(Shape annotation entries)
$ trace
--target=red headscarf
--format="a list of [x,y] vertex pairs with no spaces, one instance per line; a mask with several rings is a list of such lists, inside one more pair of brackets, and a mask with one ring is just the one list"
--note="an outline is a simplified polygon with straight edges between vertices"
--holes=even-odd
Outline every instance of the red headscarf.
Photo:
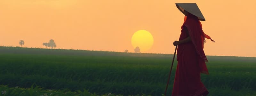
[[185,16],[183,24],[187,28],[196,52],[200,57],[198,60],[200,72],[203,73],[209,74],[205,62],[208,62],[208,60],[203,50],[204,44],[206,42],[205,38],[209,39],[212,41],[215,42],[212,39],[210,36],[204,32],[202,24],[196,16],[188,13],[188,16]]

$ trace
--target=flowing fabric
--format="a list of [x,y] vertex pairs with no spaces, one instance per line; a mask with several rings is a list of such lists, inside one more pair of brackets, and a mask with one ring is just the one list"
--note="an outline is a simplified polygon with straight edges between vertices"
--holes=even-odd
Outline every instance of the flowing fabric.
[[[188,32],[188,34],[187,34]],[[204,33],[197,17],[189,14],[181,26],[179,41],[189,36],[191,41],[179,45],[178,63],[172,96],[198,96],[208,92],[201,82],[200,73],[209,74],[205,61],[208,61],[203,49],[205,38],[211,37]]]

## GIVEN REQUEST:
Substitute "coordinate pairs" for "vertex pairs" throughout all the entries and reproduce the lines with nothing else changed. Omit the pictures.

## TASK RESPONSE:
$ trace
--target=red headscarf
--format="a list of [x,y] coordinate pairs with no spaces, one instance per line; a mask with several rings is a list of such lists, inside one more pair of brackets, and a mask with one ring is just the one list"
--note="an outline is a simplified polygon with straight edges between vertices"
--holes=even-odd
Outline every instance of the red headscarf.
Photo:
[[185,16],[183,24],[187,28],[196,52],[200,57],[198,60],[200,72],[203,73],[209,74],[205,62],[208,62],[208,60],[203,50],[204,44],[206,42],[205,38],[209,39],[212,41],[215,42],[212,39],[210,36],[204,32],[202,24],[196,16],[188,13],[188,16]]

$ trace
--target=flowing fabric
--format="a list of [x,y] coordinate pairs with no spaces, one instance per line; a mask with several rings is a list of such lists, inside one more pair of brackets, and a mask with one ring is just the one list"
--note="an outline is a simplified polygon with straight edges between vertices"
--holes=even-odd
Outline every instance of the flowing fabric.
[[[188,32],[188,34],[187,34]],[[204,33],[197,17],[189,14],[181,26],[179,41],[189,36],[191,41],[179,45],[178,63],[172,96],[198,96],[208,92],[201,82],[200,73],[209,74],[205,61],[208,61],[203,49],[205,38],[211,37]]]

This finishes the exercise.